--- begin ---
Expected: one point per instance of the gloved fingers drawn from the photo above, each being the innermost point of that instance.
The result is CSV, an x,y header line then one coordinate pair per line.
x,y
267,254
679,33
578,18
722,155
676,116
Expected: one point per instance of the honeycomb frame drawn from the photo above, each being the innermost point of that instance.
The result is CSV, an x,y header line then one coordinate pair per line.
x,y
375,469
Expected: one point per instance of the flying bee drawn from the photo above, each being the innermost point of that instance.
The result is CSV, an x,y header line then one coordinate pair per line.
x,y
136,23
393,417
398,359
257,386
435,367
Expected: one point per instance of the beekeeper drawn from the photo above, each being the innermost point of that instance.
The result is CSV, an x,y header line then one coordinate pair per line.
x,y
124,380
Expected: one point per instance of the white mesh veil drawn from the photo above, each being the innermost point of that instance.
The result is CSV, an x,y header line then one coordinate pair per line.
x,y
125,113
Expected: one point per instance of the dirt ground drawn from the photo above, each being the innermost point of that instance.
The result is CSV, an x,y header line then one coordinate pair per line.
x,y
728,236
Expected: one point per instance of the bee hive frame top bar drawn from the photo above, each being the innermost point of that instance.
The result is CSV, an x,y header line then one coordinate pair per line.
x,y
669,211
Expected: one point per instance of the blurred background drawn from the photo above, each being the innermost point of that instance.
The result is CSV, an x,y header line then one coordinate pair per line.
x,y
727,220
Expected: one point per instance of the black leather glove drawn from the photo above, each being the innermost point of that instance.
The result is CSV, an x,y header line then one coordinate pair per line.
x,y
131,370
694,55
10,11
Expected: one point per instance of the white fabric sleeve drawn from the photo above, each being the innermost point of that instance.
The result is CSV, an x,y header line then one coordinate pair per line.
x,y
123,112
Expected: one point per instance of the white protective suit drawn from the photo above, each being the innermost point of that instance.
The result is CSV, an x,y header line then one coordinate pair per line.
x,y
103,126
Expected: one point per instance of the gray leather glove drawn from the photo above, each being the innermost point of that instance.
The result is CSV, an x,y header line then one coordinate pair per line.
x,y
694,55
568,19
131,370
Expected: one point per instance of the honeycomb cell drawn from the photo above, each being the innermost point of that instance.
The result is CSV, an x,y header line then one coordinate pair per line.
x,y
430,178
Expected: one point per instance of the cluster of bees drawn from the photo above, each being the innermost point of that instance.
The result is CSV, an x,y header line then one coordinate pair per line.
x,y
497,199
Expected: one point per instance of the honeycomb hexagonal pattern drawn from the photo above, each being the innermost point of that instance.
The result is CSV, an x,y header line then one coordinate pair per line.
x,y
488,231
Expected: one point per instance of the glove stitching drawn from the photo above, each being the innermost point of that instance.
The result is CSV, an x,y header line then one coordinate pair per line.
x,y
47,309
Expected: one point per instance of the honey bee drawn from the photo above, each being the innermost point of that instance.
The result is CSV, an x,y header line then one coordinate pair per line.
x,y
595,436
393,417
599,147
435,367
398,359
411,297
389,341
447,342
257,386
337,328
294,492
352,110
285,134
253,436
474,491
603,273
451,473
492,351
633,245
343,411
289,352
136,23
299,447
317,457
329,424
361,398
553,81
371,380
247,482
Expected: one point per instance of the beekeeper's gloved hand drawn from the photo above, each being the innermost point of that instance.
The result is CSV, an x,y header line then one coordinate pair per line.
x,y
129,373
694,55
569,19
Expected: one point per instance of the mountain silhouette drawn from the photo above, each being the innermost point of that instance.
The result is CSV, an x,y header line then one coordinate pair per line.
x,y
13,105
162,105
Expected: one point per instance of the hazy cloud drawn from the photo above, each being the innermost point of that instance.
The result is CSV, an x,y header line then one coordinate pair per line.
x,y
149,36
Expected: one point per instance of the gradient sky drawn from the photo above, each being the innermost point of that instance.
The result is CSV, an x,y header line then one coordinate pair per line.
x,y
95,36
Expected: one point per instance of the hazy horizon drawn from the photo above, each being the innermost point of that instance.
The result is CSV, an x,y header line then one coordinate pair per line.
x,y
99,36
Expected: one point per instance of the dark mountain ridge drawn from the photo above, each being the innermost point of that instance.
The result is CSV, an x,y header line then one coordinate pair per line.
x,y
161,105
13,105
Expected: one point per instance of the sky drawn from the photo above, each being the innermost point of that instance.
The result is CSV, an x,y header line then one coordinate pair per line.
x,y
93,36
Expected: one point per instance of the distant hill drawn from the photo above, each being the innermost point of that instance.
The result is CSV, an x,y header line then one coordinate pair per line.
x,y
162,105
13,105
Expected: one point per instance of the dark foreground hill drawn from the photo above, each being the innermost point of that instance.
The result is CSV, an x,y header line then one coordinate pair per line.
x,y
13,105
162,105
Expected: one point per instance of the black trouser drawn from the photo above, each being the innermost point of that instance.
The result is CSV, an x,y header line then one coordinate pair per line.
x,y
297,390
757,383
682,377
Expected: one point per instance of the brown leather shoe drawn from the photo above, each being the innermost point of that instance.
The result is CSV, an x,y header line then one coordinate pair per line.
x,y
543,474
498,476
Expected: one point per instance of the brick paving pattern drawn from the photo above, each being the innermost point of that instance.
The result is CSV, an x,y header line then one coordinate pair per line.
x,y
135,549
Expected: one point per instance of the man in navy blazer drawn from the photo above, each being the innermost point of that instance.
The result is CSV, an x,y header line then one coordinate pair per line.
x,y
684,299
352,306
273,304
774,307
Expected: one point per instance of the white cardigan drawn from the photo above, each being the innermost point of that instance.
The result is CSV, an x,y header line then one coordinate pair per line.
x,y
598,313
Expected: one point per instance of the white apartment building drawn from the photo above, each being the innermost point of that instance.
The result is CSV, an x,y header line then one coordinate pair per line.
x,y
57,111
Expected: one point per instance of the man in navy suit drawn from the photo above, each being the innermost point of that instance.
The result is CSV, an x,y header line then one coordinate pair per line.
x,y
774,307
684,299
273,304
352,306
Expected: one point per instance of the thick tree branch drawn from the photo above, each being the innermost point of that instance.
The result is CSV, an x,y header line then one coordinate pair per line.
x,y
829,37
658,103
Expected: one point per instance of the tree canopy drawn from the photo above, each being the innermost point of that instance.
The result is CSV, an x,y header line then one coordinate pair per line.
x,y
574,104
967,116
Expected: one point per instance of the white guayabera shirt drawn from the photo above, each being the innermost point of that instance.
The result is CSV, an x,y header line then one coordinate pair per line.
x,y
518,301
--- end ---
What you are asked to do - Copy, character for character, the lines from the line that holds "Expected: one point per instance of the brown" through the final line of the records above.

Solved exercise -
Expected: one point per instance of the brown leather shoe drawn from the photo above, each being the innermost point of that instance.
The result is CSV, an x,y header line then one coordinate pair per line.
x,y
543,474
498,476
Expected: one point per instance of the brick paving pattern drawn from the photo above, each being the innermost point of that instance.
The result is CSV, an x,y header line then one coordinate pair per line.
x,y
135,549
Expected: one point per instance of the man in navy blazer drawn from the photo above, each being the innermost point of that instance.
The result is CSV, an x,y header line then one coordinate pair per line.
x,y
684,299
352,306
273,304
774,307
Expected: one point per instance of the white cardigan drawn from the photo above, each being the innermost point of that instance.
The result is CSV, an x,y header line then one coordinate pair per line.
x,y
598,313
Expected: one point per instance of the white apartment building drawn from the photo above, each being the innermost point of that instance.
The result is CSV, an x,y header line then one coordinate pair per line.
x,y
57,111
Expected: one point per instance of the man in navy suit drawn from the photo above, each being the innermost point of that instance.
The result is CSV, an x,y header line then one coordinate pair per line.
x,y
774,307
684,299
273,304
352,306
Expected: one point per instance of the thick tree branch drawn from the photo above, each being the innermost point of that instance.
The result is CSV, an x,y header line then one coordinate pair per line.
x,y
829,37
658,103
Expected: one point per instance of the tree canopy drawn from the photo above, each being the innermost point of that instance.
The result is CSV, an x,y header line then one coordinate pair per line.
x,y
574,104
967,116
Expected: one point per instance of the white guayabera shirt drawn from the photo above, each being the innermost point of that instance.
The result is CSV, an x,y header line then one coordinate pair per line.
x,y
518,301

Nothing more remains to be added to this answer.